> _PASSAGE PROVIDED_:
Sanford's fatally flawed character makes him unsuitable for any degree of authority. Unhappily, chad punchers in South Carolina's 1st district didn't get the memo, so, in May 2013, they sent this horndog to congress as their representative, in a special election to fill the empty seat.
The appropriately named Anthony Weiner is another Empire State Elected Tormentor whose political career was prematurely ended due to his inability to keep IT in his pants. He was in his 7th term as congressman for New York's 9th district, when he Tweeted a selfie of his junk, a brainfart that turned his name, 'Weiner', into a late night monolog punch line.
After several days of denying media reports that he had posted the image, he admitted to having sent a link to the photo, and also other sexually explicit photos and messages to women both before and during his marriage. On June 16, 2011, Weiner announced his intention to resign from Congress with his official resignation occurring on June 23, 2011.
It was a hard lesson...It should have been...but in July of 2013, he demonstrated conclusively that he hadn't learned anything from it. That's right, he did it again, while he was running for mayor of NYC. A longshot, at best, he was just getting some momentum, when...he Tweeted himself out of contention with another selfie of his junk.
A second scandal began on July 23, 2013, after Weiner returned to politics in April 2013 by entering the New York City mayoral election, when more pictures and sexting by Weiner were released by the website The Dirty. They were allegedly sent under the alias 'Carlos Danger' to a 22-year-old woman with whom Weiner had contact in late 2012, and as late as April 2013, more than a year after Weiner had left Congress.
Carlos Danger? Seriously? I was - and still am - bummed that he didn't win. There's something irresistibly PIGish about a serial flasher becoming Mayor of New York.
Daniel Patrick Moynihan
A four-term U.S. Senator for New York, Moynihan was, despite being a Demoncrat, by and large, a rational adult. He was, we freely admit, a master of enlightening prose.
Here are a few Daniel Patrick Moynihan Quotes:
Everyone is entitled to his own opinion, but not his own facts.
Somehow liberals have been unable to acquire from life what conservatives seem to be endowed with at birth: namely, a healthy skepticism of the powers of government agencies to do good.
The liberal left can be as rigid and destructive as any force in American life.

> _WHAT THIS EXERCISE ASKS_:
a: Repeat the Weiner and Moynihan passage word for word, starting at "A second scandal" and ending at "had left Congress.".
b: Keep writing the Weiner and Moynihan passage, picking up right after its final line.

(Dataset records)
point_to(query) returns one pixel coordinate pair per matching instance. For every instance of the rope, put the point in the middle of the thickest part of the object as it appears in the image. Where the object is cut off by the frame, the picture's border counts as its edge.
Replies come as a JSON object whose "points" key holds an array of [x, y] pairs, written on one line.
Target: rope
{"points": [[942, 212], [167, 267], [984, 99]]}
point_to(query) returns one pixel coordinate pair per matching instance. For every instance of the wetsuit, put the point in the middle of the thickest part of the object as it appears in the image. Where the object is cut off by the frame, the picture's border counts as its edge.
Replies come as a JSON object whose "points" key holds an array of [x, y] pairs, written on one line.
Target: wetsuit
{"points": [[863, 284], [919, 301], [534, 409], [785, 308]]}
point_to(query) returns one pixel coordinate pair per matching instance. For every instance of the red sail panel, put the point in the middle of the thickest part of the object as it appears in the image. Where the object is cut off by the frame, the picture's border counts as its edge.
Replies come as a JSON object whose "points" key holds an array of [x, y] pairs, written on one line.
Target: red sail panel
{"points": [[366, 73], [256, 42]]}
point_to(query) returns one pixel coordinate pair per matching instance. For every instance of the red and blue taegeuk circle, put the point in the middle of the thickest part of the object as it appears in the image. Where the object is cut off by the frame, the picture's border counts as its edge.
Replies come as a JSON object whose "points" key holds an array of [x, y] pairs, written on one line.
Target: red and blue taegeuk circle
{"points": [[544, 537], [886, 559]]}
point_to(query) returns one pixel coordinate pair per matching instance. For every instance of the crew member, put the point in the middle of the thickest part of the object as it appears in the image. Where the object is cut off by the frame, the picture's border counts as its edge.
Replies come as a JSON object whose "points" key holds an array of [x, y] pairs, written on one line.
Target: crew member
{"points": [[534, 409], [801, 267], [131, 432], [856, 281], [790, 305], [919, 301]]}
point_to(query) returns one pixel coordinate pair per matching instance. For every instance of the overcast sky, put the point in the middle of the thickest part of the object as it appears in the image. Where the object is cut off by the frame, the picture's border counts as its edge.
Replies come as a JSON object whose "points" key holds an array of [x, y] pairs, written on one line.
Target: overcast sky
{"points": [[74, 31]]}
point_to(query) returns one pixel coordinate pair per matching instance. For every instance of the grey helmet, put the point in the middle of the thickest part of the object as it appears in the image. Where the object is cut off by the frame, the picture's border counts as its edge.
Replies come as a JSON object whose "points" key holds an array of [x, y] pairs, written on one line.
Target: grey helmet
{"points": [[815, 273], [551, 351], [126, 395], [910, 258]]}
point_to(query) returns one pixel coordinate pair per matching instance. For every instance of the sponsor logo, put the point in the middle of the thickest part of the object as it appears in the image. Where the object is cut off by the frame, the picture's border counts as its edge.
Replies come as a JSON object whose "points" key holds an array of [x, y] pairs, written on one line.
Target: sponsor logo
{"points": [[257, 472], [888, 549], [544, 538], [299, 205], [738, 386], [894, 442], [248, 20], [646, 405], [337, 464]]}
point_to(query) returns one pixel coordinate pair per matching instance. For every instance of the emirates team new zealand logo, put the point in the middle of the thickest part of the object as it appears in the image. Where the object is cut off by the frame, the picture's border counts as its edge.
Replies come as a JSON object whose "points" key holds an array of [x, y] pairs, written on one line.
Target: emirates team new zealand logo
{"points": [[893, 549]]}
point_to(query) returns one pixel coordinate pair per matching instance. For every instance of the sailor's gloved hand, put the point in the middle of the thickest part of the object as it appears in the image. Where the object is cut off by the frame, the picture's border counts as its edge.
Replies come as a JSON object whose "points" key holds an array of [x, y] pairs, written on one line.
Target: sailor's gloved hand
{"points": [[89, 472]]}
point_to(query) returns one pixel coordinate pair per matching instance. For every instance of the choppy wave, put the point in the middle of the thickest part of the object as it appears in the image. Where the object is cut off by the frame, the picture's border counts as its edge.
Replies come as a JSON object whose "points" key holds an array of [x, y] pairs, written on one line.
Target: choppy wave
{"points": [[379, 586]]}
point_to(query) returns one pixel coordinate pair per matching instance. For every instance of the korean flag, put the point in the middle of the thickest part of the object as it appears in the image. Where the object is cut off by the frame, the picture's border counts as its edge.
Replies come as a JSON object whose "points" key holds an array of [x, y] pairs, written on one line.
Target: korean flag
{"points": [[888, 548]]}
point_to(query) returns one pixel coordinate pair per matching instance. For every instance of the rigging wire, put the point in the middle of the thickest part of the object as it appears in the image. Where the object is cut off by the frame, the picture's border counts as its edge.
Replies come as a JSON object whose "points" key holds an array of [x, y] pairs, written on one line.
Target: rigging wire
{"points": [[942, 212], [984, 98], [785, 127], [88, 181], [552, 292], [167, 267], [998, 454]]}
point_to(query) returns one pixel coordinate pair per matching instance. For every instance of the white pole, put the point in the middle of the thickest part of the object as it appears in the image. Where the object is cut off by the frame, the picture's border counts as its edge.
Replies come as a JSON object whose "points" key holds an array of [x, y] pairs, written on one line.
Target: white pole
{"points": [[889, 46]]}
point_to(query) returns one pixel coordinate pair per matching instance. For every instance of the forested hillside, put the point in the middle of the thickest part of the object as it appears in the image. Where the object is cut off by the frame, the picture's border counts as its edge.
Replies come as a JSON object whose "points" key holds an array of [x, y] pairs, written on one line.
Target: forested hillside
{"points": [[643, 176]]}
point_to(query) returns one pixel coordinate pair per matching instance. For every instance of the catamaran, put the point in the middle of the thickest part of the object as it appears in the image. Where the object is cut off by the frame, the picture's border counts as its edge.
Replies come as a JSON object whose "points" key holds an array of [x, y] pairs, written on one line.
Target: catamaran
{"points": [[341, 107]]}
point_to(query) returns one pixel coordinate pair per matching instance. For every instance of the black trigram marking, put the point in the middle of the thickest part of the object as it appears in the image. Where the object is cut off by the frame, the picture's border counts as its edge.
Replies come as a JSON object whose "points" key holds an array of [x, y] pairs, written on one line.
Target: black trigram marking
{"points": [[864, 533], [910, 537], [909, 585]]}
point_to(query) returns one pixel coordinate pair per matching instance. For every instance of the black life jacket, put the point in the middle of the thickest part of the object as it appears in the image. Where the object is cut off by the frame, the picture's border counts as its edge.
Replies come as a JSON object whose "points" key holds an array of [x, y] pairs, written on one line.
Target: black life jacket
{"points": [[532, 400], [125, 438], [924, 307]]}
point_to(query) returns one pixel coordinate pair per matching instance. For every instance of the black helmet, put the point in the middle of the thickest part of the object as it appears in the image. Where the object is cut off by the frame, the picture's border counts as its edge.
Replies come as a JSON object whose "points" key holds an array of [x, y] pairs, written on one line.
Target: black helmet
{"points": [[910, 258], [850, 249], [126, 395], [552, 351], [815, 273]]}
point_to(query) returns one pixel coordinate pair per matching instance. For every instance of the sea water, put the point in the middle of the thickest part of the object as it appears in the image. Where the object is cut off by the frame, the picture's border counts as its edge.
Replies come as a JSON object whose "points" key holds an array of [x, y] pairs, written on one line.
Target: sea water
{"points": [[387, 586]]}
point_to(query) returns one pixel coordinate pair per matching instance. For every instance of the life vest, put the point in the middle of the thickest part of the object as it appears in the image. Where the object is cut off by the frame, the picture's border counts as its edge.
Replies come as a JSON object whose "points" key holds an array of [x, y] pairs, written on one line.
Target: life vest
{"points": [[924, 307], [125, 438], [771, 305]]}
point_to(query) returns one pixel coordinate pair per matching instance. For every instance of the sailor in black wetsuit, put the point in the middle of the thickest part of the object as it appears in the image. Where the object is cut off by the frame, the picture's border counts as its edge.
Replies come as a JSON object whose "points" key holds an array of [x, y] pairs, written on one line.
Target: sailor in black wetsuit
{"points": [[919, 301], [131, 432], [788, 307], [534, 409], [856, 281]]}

> _TASK-BY-TASK RESULTS_:
a:
A second scandal began on July 23, 2013, after Weiner returned to politics in April 2013 by entering the New York City mayoral election, when more pictures and sexting by Weiner were released by the website The Dirty. They were allegedly sent under the alias 'Carlos Danger' to a 22-year-old woman with whom Weiner had contact in late 2012, and as late as April 2013, more than a year after Weiner had left Congress.

b:
The single most exciting thing you encounter in government is competence, because it's so rare.
The great corporations of this country were not founded by ordinary people. They were founded by people with extraordinary intelligence, ambition, and aggressiveness.
They don't make them like that, anymore, but if they did, the Marxist Jackass Party wouldn't elect him.
When one of the few rational adults in the Jackass Party gives up his seat in the U.S. Senate, how do voters replace him? If you're an Empire State chad puncher, you plunge into the very bowels of Hell to put a militantly Marxist bitch named Hillary Clinton in Moynihan's vacated Senate seat.
I barely scratched the surface, and it's already time to wrap this up. I guess Coleman Young, who put the Motor City on the fast track to destruction, and Jerry Brown, who did the same thing to Mexifornia, will have to wait for Part II. The same is true of the likes of Chuck Schumer, Nancy Pelosi, Harry Reid, Juan McCain, Eric Holder, Al Franken, Joe Biden, John Edwards and too damn many others.
Thanks to an electorate which has been deliberately dumbed down, government - at all levels - has changed, for the worst. Not too long ago, government atoned for its sins against our liberty via the entertaining pratfalls perpetrated by Elected Tormentor clowns like Gary Hart, Bubba, Eliot Spitzer, Anthony (would you like to see my) Weiner, and Hank (Guam might capsize) Johnson, Jr.
Now, with a critical mass of assholes like Reid, Pelosi and McCain, there's nothing entertaining, or amusing, about the circle of Hell the Nanny State has become.
What can we do about this intolerable situation? I don't have any ready answers, so I'm open to your suggestions.